+++ Records provided +++

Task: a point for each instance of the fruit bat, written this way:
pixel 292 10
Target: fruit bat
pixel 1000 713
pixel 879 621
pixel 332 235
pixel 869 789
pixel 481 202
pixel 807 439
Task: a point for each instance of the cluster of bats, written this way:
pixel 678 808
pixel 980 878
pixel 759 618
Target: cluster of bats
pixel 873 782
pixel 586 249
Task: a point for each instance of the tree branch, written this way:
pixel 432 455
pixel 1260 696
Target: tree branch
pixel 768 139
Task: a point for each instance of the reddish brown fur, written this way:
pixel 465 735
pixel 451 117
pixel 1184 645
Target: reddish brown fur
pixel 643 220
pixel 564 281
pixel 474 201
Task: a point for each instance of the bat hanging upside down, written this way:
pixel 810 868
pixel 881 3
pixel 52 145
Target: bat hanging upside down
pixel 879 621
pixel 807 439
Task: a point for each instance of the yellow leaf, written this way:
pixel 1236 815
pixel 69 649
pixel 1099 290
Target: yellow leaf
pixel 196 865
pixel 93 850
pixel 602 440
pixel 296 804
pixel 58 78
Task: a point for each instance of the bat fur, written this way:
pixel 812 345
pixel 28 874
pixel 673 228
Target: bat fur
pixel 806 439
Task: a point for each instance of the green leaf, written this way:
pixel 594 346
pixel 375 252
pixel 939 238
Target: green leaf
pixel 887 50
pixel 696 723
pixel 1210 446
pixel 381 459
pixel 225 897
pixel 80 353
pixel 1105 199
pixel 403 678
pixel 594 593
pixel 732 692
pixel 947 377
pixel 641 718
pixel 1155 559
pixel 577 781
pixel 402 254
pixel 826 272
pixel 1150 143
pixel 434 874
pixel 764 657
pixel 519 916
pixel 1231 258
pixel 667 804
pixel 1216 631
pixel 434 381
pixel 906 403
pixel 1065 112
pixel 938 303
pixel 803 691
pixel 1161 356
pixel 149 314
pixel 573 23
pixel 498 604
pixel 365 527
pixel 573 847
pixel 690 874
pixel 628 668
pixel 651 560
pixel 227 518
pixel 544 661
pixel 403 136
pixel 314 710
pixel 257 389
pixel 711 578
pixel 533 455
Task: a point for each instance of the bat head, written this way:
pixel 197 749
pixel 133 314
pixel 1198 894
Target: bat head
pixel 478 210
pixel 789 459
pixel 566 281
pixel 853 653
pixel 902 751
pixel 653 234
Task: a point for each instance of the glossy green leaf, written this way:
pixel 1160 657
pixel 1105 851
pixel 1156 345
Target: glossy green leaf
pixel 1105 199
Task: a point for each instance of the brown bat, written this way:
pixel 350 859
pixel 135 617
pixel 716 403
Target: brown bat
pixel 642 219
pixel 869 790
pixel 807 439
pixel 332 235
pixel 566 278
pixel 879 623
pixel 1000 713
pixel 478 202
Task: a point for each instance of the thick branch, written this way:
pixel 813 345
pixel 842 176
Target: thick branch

+++

## What you will do
I would like you to output every record exactly as written.

## Answer to the exercise
Task: a point for each instance of the fruit bat, written this way:
pixel 292 10
Target: fruit bat
pixel 1000 713
pixel 879 621
pixel 332 235
pixel 869 789
pixel 481 202
pixel 807 439
Task: a point for each instance of the cluster of bats, written this way:
pixel 678 808
pixel 980 878
pixel 759 618
Target: cluster of bats
pixel 873 782
pixel 586 249
Task: a point for each instance of the tree branch, written this way:
pixel 432 455
pixel 1260 696
Target: tree branch
pixel 768 139
Task: a point for each instance of the reddish brown fur, written this way:
pixel 465 735
pixel 451 117
pixel 1184 645
Target: reddish brown fur
pixel 643 220
pixel 564 281
pixel 474 201
Task: a point for each instance of the bat hanging upside down, written this way:
pixel 810 868
pixel 881 3
pixel 52 145
Target: bat hanging upside down
pixel 879 621
pixel 807 439
Task: a point for each instance of the yellow leaf, written this way:
pixel 1236 815
pixel 69 649
pixel 1099 290
Target: yellow leaf
pixel 196 865
pixel 93 850
pixel 602 440
pixel 296 804
pixel 58 78
Task: a point for each instance of the bat fur, written this way:
pixel 812 345
pixel 28 874
pixel 673 228
Target: bat fur
pixel 806 439
Task: a point for each instance of the green leaf, written this way:
pixel 594 346
pixel 375 252
pixel 939 238
Target: green leaf
pixel 887 50
pixel 696 723
pixel 1210 446
pixel 381 459
pixel 225 897
pixel 80 353
pixel 1105 199
pixel 403 678
pixel 594 593
pixel 732 692
pixel 947 377
pixel 641 718
pixel 1155 559
pixel 577 781
pixel 402 254
pixel 826 272
pixel 1150 143
pixel 434 874
pixel 764 657
pixel 519 916
pixel 1231 258
pixel 667 804
pixel 1216 631
pixel 434 381
pixel 906 403
pixel 1065 112
pixel 938 303
pixel 803 691
pixel 1161 356
pixel 149 314
pixel 573 23
pixel 498 604
pixel 365 527
pixel 573 847
pixel 690 874
pixel 628 668
pixel 651 560
pixel 227 518
pixel 544 661
pixel 403 136
pixel 314 710
pixel 257 389
pixel 711 578
pixel 533 455
Task: a point for each instance of the bat head, written this way:
pixel 197 749
pixel 133 314
pixel 1198 894
Target: bat head
pixel 478 210
pixel 789 459
pixel 566 281
pixel 853 653
pixel 902 751
pixel 653 234
Task: a point for each instance of the glossy green leaf, written this way:
pixel 1160 657
pixel 1105 851
pixel 1156 345
Target: glossy green leaf
pixel 1105 199
Task: a point for each instance of the brown bat, written this way:
pixel 350 859
pixel 135 617
pixel 716 403
Target: brown bat
pixel 642 219
pixel 869 790
pixel 807 439
pixel 332 235
pixel 566 278
pixel 879 623
pixel 1000 713
pixel 478 202
Task: a point for each instance of the thick branch, written this way:
pixel 813 345
pixel 842 176
Target: thick branch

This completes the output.